Write the records out again, unchanged.

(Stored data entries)
- Opening Delimiter -

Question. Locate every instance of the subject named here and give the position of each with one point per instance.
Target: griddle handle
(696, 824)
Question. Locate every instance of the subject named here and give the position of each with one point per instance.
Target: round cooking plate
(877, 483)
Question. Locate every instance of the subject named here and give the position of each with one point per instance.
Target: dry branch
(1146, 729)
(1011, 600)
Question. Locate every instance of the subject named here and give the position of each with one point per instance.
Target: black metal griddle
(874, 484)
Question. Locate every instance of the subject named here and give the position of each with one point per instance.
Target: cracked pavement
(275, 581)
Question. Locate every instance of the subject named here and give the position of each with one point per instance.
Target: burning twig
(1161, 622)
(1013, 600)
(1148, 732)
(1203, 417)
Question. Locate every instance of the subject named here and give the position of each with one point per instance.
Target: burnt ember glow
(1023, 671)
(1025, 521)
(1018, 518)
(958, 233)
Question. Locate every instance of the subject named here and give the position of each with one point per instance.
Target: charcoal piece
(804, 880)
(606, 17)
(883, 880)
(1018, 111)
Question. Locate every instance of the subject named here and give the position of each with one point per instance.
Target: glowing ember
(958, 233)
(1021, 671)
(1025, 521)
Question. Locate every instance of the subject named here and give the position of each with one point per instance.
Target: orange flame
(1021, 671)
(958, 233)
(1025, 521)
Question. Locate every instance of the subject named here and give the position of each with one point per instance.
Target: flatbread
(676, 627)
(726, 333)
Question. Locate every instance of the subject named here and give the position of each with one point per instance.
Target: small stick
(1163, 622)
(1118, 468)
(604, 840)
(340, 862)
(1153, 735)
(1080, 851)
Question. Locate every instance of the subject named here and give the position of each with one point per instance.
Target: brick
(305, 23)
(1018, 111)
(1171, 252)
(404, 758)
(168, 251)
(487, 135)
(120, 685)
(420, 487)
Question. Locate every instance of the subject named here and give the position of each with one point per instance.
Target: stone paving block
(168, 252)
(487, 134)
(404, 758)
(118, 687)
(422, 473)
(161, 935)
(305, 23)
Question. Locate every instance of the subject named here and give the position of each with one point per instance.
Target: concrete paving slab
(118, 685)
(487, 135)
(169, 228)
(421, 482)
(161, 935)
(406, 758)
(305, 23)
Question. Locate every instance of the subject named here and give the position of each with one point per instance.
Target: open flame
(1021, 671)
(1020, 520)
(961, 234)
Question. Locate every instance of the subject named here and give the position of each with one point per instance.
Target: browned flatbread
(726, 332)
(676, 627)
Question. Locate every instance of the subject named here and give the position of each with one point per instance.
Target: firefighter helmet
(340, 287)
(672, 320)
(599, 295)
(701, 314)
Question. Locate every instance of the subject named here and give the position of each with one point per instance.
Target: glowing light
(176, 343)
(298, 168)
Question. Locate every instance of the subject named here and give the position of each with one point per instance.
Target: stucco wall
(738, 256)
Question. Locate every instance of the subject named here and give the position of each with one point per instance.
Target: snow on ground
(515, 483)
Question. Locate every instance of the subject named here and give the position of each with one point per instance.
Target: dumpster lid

- Closing Delimiter -

Reply to the task:
Question. Locate every instance of the subject named here and give the position of each with one point per instance.
Target: griddle handle
(696, 824)
Question. Locate every instance of the subject named here and give the position of each with one point per instance.
Target: round cooking plate
(877, 483)
Question. Locate every instance of the subject named here and give the position of each with one point per instance.
Target: dry branch
(1146, 729)
(1011, 600)
Question. Locate every instance of the subject named here and give the position of each with one point per instance.
Target: black metal griddle
(874, 484)
Question. Locate every instance of the subject named here and give the position of each with one point per instance.
Target: cracked pavement
(275, 581)
Question. Locate every instance of the subject named here and give the position of each with one point per instance.
Target: burning twig
(1161, 622)
(1013, 600)
(1148, 732)
(1203, 417)
Question. Locate every instance of the subject named here and give the position of each with one point per instance.
Target: burnt ember glow
(1023, 671)
(1025, 521)
(1018, 518)
(958, 233)
Question. Locate every instance of the subject named here and give the position of each with one point per instance.
Target: charcoal piece
(804, 880)
(606, 17)
(883, 880)
(1018, 111)
Question. Locate every instance of the subject named here and give the position of each with one point per instance.
Target: glowing ember
(958, 233)
(1021, 671)
(1025, 521)
Question. Locate every instance of the subject named here and give the position of each with one point per instance.
Target: orange flame
(1021, 671)
(958, 233)
(1025, 521)
Question. Locate every instance of the subject named here and give the position of each with one point per instance.
Target: flatbread
(676, 627)
(726, 333)
Question. Locate every instance of the subject named here and give the position of each with one point per instance.
Target: small stick
(1163, 622)
(1118, 468)
(604, 840)
(340, 862)
(1153, 735)
(1080, 851)
Question. Locate every instance of the subject named here and give the position of each with one point per instance.
Target: brick
(305, 23)
(1018, 111)
(1171, 252)
(404, 758)
(168, 251)
(487, 135)
(120, 685)
(420, 487)
Question. Locate every instance of the subject named here and give the position of each with one point per instance.
Target: stone paving block
(168, 252)
(487, 134)
(404, 758)
(118, 687)
(422, 473)
(161, 935)
(305, 23)
Question. Locate every instance of the subject named here and give the position of each with one point per instance.
Target: concrete paving slab
(118, 685)
(487, 135)
(169, 228)
(421, 482)
(161, 935)
(406, 758)
(305, 23)
Question. Locate every instance of the subject named here and give the position of each with one point per instance.
Target: open flame
(1021, 671)
(1020, 520)
(961, 234)
Question. Locate every instance of the subject named here and give the position of each with one point per instance.
Target: browned flatbread
(726, 332)
(676, 627)
Question. Locate every instance of the subject named here and give the position of each with one point per instance.
Target: firefighter helmet
(340, 287)
(672, 320)
(599, 295)
(701, 314)
Question. Locate every instance of the subject named here and give the position of each with one point per instance.
Target: glowing light
(176, 343)
(298, 168)
Question. Locate every instance of the subject named here and give the position of each with one point per instance.
Target: stucco wall
(738, 256)
Question. Locate every instance of the subject named here and give the position of each with one point per instance.
Target: snow on ground
(515, 483)
Question. Locate every instance of the subject named here and give the position of each with one point per instance.
Target: dumpster lid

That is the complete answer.